**TEXT SEGMENT:**
_ _ _ _ _ _ _

Nizha Periaswamy

Yoga is essential to achieve a united body, soul, and mind. Beside asanas (poses), meditation or breathing, food plays an important role in achieving yoga goals.

Yogis believe that food is fundamental to prana (life force). Food that sustains our bodies provide ultimate vitality and health. So it is of utmost importance to choose the types of food to eat that reflect the level of our conscious development.

According to well-known yoga instructor and co-founder of Jivamukti Yoga School, David Life, not everyone can perform a headstand, but everyone eats.

"What you eat has more impact and matters more than whether you can stand on your head," he had said.

Yogic diet is not necessarily about being vegetarian or vegan, but about practising good diet and avoiding food with bad or negative vibes. This includes consuming environmental-friendly food such as farm-reared fish, hormone-free beef, free range chicken, farm-to-table food, vegan, organic, gluten-free, macrobiotic food and more.

Food with bad vives will not only prevent you from achieving oneness (mind, body and soul), but also cause many types of illness, mainly due to low immunity.

Below is a guide to food habits that can improve your immunity:

Remove sugar: Food that contains high sugar, such as canned drinks, pastries, and biscuits should be avoided. This is because sugar can destroy your while blood cells' ability to resist infections for several years.

Avoid additives: Common food additives are found in many food products like frozen meat, crackers, cookies, and fried food. These additives may weaken our immune system against flu and decrease the efficiency of the flu vaccine, through its effects on T cells, which play a crucial role in immune response.

Stay off alcohol: Alcohol dehydrates and weakens the immune system and the body's ability to health itself, researches have shown.

_ _ _ _ _ _ _

**EXERCISE A:** In the text on the yogic diet, what do yogis believe food is fundamental to?
**EXERCISE B:** Carry on the yogic diet text past its last sentence.

_ _ _ _ _ _ _

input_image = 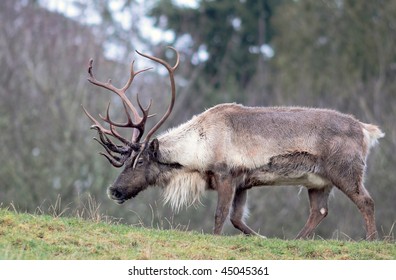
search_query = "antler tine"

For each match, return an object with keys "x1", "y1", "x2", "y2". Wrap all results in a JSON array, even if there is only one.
[
  {"x1": 88, "y1": 58, "x2": 152, "y2": 126},
  {"x1": 136, "y1": 46, "x2": 180, "y2": 143}
]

_ _ _ _ _ _ _

**RESULT A:** Prana, or life force.

**RESULT B:**
Take garlic and onion: These are rich in antioxidants and selenium, and have antibacterial and antiviral properties. Both garlic and onion are rich in sulphur-containing compounds responsible for many health-promoting effects.

Arm the good bacteria: Our body contains both good and bad bacteria. Good bacterua not only attacks pathogenic bacteria and fungi, but activates suitable white cell reactions against "invaders", and influences your emotional state. Fermented food items such as miso, yogurt, sauerkraut and tempeh, provide probiotics.

Boost the D: Vitamin D is crucial in combatting viruses. Though it will not defend you from catching a virus infection, it certainly helps in lowering the severity of the infection and facilitates faster recovery. The main source of Vitamin D is of course, sunlight. In terms of food, salmon, tuna and mackerel, as well as eggs, cheese and mushrooms are rich in this crucial vitamin.

Load up on the spices: Herbs and spices boast of a wide range of health-boosting benefits, and has anti-viral, anti-fungal, and anti-bacteruial properties, among others. Spices such as pepper, cinnamon, turmeric, ginger, carom seed, fennel, nutmeg, and clove are rich in antioxidants, minerals and micronutrients.

Nizha Periaswamy is a yoga instructor and freelance writer.